#### PROBLEMA PLANTEADO A:
Responde estas preguntas sobre el texto acerca de la elección del Papa:
(i) ¿A quién se parafrasea al hablar de la primavera que anunció Juan XXIII?
(ii) ¿Desde qué lugar de la basílica de San Pedro debe comprometerse el nuevo Papa?
(iii) ¿Cuándo se decide "todo esto"?

#### PASAJE CITADO:
* * * *

Ha llegado el día de dejar que Dios escape de su encierro

No es tiempo de reforzar la Curia, ni de colocarse a la defensiva, ni de aplicar "medidas correctoras" para apuntalar la institución. Es hora de dejar que el Espíritu penetre en el corazón de los electores, e inunde la Capilla Sixtina y, por extensión, toda la Iglesia, de aire fresco, de esa primavera que anunció Juan XXIII y que, parafraseando a Mario Benedetti ha de llegar, aunque sea con una esquina rota.
Pues habrá esquinas rotas en cualquier lugar del mundo donde perviva la desesperanza, la injusticia, el desamor y el odio que lleva a la muerte. Y toca arreglar esas esquinas,, porque el edificio se cae sin ellas, porque son ellas, aun desvencijadas, aun orinadas por perros, aun desconchadas, las que lo sostienen.
Ojalá el Espíritu inhale a los cardenales el soplo necesario para entender que la verdadera elección no se limita a los muros de la Sixtina, ni a la inconmensurable basílica de San Pedro. Hay una Iglesia, un Evangelio que espera tras los muros vaticanos. Ha llegado el día de dejar que Dios se escape de su encierro.
Hay un Jesucristo, un Papa, un monje, una religiosa, un mártir, un beato, un padre de la Iglesia en cada niño que muere de sed en África, en cada mujer maltratada, en cada enfermo de SIDA, en todos y cada uno de los amores rotos y quebrados de la Tierra.
Todo esto, y aún más, se decide a partir de mañana. No es importante quién sea el hombre, que también, sino si es capaz de recoger con sus manos el Evangelio caído por la ignominia de quienes nos decimos intérpretes de la Palabra de Dios y la hacemos carne, y nos hacemos carne, y piel, y lágrimas, con todas y cada una de las manos rotas, de los hermanos desesperados, de aquellos que ya no pueden más.
El Papa es el último símbolo de una civilización en decadencia. Por nuestra propia dejadez, por nuestra propia interpretación de los planes de Dios para nuestra vida, y para la de los que no tienen voz. Un mundo globalizado que ha olvidado que el prójimo, el que está a nuestro lado (aquí mismo, o a miles de kilómetros), es el auténtico (me atrevería a decir que el único) reflejo del amor de Dios. La Iglesia, el conjunto de hombres y mujeres que aspiramos a hacer realidad el mensaje de Cristo en nuestras vidas y en el mundo en el que vivimos, tiene la responsabilidad de construir ese Reino, aquí y ahora.
Sólo valdrá la pena la elección del Papa si éste se compromete, desde el mismo momento en que salga al balcón central de la basílica de San Pedro, ante la multitud congregada en la plaza, y en torno a la radio, la televisión o la web, a trabajar sin descanso por hacer realidad las Bienaventuranzas de Cristo. Y a hacerlo de la mano de todos y cada uno de los hombres y mujeres de buena voluntad, pues el anuncio de la Salvación vino a los sencillos.

* * * *

#### DATOS PROPORCIONADOS:

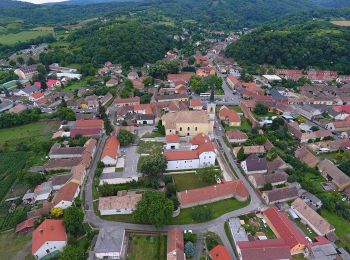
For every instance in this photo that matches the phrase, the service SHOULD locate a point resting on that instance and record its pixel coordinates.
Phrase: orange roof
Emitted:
(205, 194)
(111, 147)
(172, 138)
(93, 123)
(196, 103)
(66, 193)
(219, 253)
(49, 230)
(231, 115)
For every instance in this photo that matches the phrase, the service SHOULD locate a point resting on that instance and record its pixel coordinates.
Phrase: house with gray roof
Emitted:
(109, 244)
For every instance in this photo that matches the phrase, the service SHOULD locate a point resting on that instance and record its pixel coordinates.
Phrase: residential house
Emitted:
(306, 157)
(236, 136)
(110, 151)
(259, 180)
(280, 195)
(175, 245)
(201, 154)
(66, 195)
(213, 193)
(254, 165)
(110, 243)
(309, 216)
(48, 239)
(124, 203)
(332, 173)
(269, 249)
(219, 253)
(229, 116)
(120, 102)
(26, 72)
(187, 123)
(284, 229)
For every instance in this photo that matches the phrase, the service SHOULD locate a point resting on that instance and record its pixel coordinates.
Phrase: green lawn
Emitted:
(12, 38)
(218, 208)
(146, 247)
(342, 228)
(11, 243)
(188, 181)
(145, 147)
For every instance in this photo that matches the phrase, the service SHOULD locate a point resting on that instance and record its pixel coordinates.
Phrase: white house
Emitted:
(109, 244)
(49, 238)
(110, 151)
(66, 195)
(201, 154)
(124, 203)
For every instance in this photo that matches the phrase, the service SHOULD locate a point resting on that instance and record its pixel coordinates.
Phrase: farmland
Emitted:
(12, 38)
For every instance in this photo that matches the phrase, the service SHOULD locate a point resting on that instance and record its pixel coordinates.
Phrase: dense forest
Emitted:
(319, 44)
(131, 44)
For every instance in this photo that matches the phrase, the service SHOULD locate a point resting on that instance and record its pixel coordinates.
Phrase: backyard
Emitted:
(146, 247)
(217, 208)
(189, 181)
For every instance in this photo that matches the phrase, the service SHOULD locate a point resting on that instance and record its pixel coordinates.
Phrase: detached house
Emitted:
(229, 116)
(48, 239)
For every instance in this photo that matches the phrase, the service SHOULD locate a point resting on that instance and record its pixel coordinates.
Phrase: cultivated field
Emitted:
(341, 23)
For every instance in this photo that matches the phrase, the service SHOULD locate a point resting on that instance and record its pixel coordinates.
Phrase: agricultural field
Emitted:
(146, 247)
(12, 38)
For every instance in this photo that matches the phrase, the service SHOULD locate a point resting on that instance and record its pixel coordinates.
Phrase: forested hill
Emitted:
(131, 44)
(318, 44)
(219, 14)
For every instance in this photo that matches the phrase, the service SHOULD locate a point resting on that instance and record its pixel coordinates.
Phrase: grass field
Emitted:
(218, 208)
(11, 243)
(146, 247)
(342, 228)
(188, 181)
(12, 38)
(341, 23)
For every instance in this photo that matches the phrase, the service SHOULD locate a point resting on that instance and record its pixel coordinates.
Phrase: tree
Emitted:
(125, 137)
(207, 174)
(33, 179)
(189, 249)
(153, 165)
(73, 220)
(154, 208)
(240, 154)
(260, 109)
(201, 214)
(73, 252)
(56, 213)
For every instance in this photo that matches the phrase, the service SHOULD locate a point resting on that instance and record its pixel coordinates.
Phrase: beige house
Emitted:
(187, 123)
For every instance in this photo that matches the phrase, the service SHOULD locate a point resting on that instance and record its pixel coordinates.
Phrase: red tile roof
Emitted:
(111, 147)
(49, 230)
(219, 253)
(93, 123)
(270, 249)
(172, 138)
(66, 193)
(229, 114)
(202, 195)
(285, 228)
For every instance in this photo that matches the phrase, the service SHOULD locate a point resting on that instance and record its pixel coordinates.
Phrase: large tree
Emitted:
(154, 208)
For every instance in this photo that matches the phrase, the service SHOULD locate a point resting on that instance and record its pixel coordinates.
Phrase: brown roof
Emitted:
(312, 216)
(66, 193)
(127, 201)
(281, 194)
(175, 245)
(205, 194)
(339, 178)
(307, 157)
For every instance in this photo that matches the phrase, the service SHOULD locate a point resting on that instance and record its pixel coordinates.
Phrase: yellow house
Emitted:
(187, 123)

* * * *

#### PROBLEMA PLANTEADO B:
Indica cada línea de los registros que contiene la cadena "roof".

#### SOLUCIÓN PROPUESTA A:
(i) A Mario Benedetti.
(ii) Desde el balcón central de la basílica de San Pedro.
(iii) A partir de mañana.

#### SOLUCIÓN PROPUESTA B:
Phrase: orange roof
Phrase: house with gray roof
Phrase: red tile roof
Phrase: brown roof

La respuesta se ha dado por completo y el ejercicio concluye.